# Snapper bait?



## Justin (May 6, 2009)

What is the best bait to use when targeting snapper? I've been using cut up pieces of cigar minnows and had pretty good luck.


----------



## Lyin Too (Aug 31, 2009)

Live pinfish are easy to get and work pretty well


----------



## JoeyWelch (Sep 25, 2009)

Live pinfish, Whole cigar minnows, Whole northern mackeral, Live Rubylips and small Live Snapper.


----------



## JoeZ (Sep 30, 2007)

Butterflied bluefish or Bonita slabs. There's no bait too big if you want to catch a big snapper.


----------



## 20simmons sea skiff (Aug 20, 2010)

i worked on a snapper boat nack in 73 we got ladyfish and spanish filleted them put in beer flats salted each layer, keptk a few boxs cooking, salt hardened made it harder for fish to steal bait earlier this yr had good luck with cigar minors cause i couldnt get nothing else, had cigar and pinfish sat, but caught snapper on bonita we caught earlier in day,, they say live bait rules tried to catch some sat spanish bit off every rig only got one elwie in


----------



## Justin (May 6, 2009)

where could i catch some bonita? or would it just be easier to buy a few?


----------



## Island24 (May 12, 2008)

◆ DATA LINES ◆
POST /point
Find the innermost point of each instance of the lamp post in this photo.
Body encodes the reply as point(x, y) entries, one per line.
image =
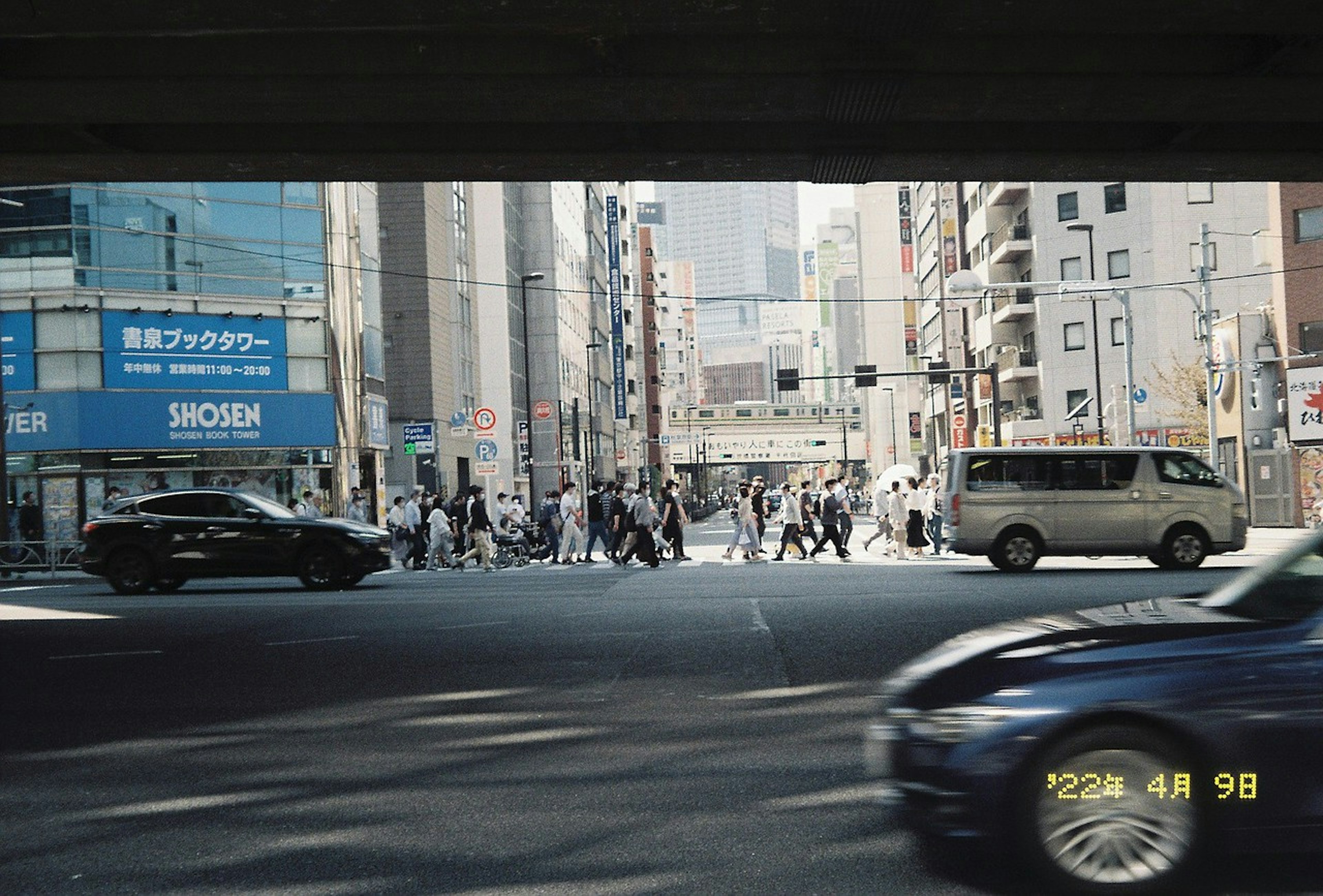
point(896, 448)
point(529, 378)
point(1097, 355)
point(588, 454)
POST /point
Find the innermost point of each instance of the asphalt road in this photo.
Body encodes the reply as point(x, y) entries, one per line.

◆ GOALS ◆
- a) In the snapper bait thread, transcribe the passage between "Live pinfish, Whole" and "a big snapper.", inclusive.
- b) Do these statements agree with the snapper bait thread? Answer yes or no to each, and quote the words of the thread that decide it.
(i) Justin has been using cut-up cigar minnows as bait.
(ii) Lyin Too says live pinfish are hard to get.
(iii) JoeZ recommends small baits for catching a big snapper.
- c) Rewrite the paragraph in the snapper bait thread that begins "Live pinfish, Whole cigar minnows" as a bulleted list, keeping every bait it names.

◆ ANSWERS TO EACH TASK ◆
- a)
Live pinfish, Whole cigar minnows, Whole northern mackeral, Live Rubylips and small Live Snapper.


----------



## JoeZ (Sep 30, 2007)

Butterflied bluefish or Bonita slabs. There's no bait too big if you want to catch a big snapper.

- b)
(i) Yes: "I've been using cut up pieces of cigar minnows and had pretty good luck."
(ii) No: "Live pinfish are easy to get and work pretty well"
(iii) No: "There's no bait too big if you want to catch a big snapper."

- c)
- Live pinfish
- Whole cigar minnows
- Whole northern mackeral
- Live Rubylips
- Small live snapper